Requirements.
A) In the passage on VM performance across two CPUs, what does the author call the DMI 2.0 link that connects the chipset?
B) Continue the passage on QPI latency and CPU pinning from its final sentence.

Text passage.
This can also affect the performance a VM running on the computer. By default, the cores to a VM are allocated in a nondeterministic way. This means they may be spread across the two CPUs, which would introduce the scenario above. However, this can be further amplified if the VM has PCIe devices attached to it, as those devices are wired to one of the CPUs and if the thread that is generating the load for the GPU is running on CPU1, while the GPU is attached to CPU2, then all the instructions will first need to pass the QPI link.
To add a little meaning to the above diagram, here are the speeds of the buses which are included:
- The QPI links are running at 8GT/s each, which is equal to 32GB/s. This is actually 16GB/s in each direction. As there are two of them, that makes it 32GB/s bidirectional.
- The memory is running at 1333Mhz, which is 10.6GB/s per channel. For a quad channel config, that’s 10.6*4 = 42.6GB/s
- The Quadro K5000 and Vega 56 are connected at 8GB/s and 16GB/s respectively. One lane of PCIe 2.0 can do 5GT/s, which is 500MB/s and a 3.0 lane can do 8GT/s, which is 0.98GB/s.
- The chipset is connected at 2GB/s using a DMI 2.0 link to the primary CPU. It’s really is just a fancy name for an x4 PCIe 2.0 link.
You can find out a lot more about these interconnects on Wikipedia.
Let’s get back to the issue. The extra latency introduced by the QPI link. The solution is to remove it from the equation. Ensure that the VMs won’t need to send any data over it. That can be achieved by restricting the pool of CPU cores that the VMs are allowed to use. Or create a direct mapping between physical and virtual cores. The latter is called CPU pinning and is exactly what I’ll set up.

Data segment.
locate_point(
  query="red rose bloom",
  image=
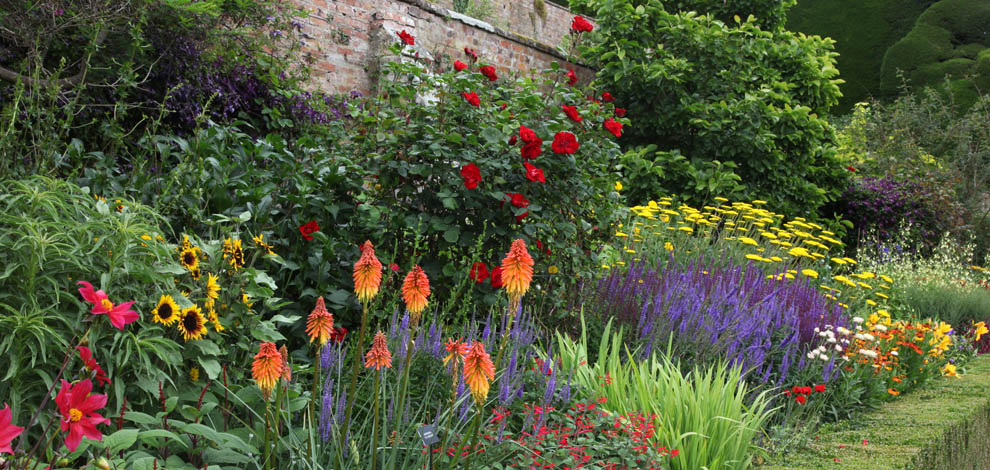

Task responses.
A) A fancy name for an x4 PCIe 2.0 link.

B)
The issue surfaced on Proxmox and I decided to move to a different hypervisor. I tested XCP-ng, which worked really well out of the box, but I wanted a little more flexibility, so in the end I settled on Fedora Server 36. It has a nice GUI to control the VMs, but we’ll need some more in-depth settings, which can be added using the virsh command line tool.
There are a couple of things we need to do:
- Isolate the CPU cores from the host
- Pin these cores to the VM
- Remove Hyper-V optimizations
- Set the CPU type to host-passthrough
The first can be done by adding the isolcpus parameter to the GRUB_CMDLINE_LINUX line of the /etc/default/grub file, then updating the grub configuration using grub2-mkconfig.
GRUB_CMDLINE_LINUX=" ...isolcpus=0,1,2,3,4,5,6,7... "Of course, only isolate the cores you have and leave a few for the host. Linux won’t schedule any threads on the listed cores. There are other parameters required to configure the PCIe passthrough, but this is about optimizations and not the passthrough itself.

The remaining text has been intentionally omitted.